Nothing but the lines from the start of the records through the line that contains "Scan the screenshot above and identify where the green hillside" is to be copied, and each is to be copied exactly.

------------------------------

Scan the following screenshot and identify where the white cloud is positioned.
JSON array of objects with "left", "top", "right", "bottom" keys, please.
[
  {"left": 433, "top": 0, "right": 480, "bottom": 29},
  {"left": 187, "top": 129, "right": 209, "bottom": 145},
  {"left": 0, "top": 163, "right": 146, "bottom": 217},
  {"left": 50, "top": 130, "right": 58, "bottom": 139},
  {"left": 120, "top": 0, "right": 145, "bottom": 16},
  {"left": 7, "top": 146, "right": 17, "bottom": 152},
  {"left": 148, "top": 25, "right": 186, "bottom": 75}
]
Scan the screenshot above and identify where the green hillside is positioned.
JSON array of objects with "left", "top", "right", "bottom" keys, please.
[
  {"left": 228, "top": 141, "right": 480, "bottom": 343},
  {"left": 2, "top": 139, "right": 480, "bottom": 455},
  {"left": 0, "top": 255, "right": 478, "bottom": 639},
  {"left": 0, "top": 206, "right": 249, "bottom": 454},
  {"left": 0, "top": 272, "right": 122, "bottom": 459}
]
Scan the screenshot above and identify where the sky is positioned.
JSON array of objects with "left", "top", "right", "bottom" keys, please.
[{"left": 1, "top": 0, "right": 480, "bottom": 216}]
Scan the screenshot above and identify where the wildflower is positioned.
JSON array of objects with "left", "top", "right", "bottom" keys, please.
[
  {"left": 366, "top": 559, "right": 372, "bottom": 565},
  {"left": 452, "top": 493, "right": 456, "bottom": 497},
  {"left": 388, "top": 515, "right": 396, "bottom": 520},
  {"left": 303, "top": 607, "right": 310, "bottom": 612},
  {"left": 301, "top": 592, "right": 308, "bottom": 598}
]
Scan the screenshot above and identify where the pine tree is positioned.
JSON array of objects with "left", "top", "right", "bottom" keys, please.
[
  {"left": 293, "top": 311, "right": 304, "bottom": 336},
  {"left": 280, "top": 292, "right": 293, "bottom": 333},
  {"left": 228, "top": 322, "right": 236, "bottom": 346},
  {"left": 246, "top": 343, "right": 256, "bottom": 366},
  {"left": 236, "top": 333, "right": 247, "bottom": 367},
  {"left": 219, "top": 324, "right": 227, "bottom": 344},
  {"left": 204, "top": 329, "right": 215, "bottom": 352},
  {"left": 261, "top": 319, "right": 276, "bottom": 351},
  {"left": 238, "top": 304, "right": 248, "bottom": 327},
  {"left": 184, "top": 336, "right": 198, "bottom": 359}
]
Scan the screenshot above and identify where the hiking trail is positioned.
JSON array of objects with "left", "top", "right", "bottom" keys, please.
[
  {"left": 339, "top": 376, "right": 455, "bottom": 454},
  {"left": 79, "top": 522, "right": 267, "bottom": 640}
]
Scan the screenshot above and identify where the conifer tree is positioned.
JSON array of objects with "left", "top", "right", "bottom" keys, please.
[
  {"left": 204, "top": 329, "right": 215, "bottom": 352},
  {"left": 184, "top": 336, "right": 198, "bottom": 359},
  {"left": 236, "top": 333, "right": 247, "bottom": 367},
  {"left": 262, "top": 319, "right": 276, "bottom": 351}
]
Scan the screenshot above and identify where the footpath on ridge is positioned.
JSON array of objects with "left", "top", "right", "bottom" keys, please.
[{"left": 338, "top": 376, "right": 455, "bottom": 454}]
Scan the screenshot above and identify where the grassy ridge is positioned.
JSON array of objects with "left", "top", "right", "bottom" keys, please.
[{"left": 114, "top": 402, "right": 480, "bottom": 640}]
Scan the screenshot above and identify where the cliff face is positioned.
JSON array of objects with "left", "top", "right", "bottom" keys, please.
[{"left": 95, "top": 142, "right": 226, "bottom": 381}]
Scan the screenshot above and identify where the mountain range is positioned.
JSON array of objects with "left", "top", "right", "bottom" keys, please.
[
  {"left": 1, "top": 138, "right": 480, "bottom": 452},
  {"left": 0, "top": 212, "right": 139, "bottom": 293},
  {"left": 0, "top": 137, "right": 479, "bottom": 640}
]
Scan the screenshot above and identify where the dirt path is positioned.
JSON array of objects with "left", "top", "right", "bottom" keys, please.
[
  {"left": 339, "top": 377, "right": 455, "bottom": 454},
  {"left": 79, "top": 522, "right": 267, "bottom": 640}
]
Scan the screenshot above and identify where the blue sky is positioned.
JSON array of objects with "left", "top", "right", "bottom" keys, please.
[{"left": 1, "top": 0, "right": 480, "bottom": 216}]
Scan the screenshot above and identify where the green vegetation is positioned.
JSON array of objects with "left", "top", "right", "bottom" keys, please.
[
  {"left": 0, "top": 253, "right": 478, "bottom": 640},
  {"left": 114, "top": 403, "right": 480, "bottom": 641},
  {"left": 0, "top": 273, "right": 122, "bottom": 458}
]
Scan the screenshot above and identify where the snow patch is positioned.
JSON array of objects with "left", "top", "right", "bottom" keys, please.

------------------------------

* _Solved problem_:
Scan the following screenshot and identify where the white cloud is positioned.
JSON array of objects with "left", "top", "right", "bottom" keys, please.
[
  {"left": 433, "top": 0, "right": 480, "bottom": 29},
  {"left": 187, "top": 129, "right": 209, "bottom": 145},
  {"left": 0, "top": 163, "right": 146, "bottom": 217},
  {"left": 50, "top": 130, "right": 58, "bottom": 139},
  {"left": 120, "top": 0, "right": 145, "bottom": 16},
  {"left": 7, "top": 146, "right": 17, "bottom": 152},
  {"left": 148, "top": 25, "right": 186, "bottom": 75}
]
Scan the screenshot above and identify where the green hillside is positioned.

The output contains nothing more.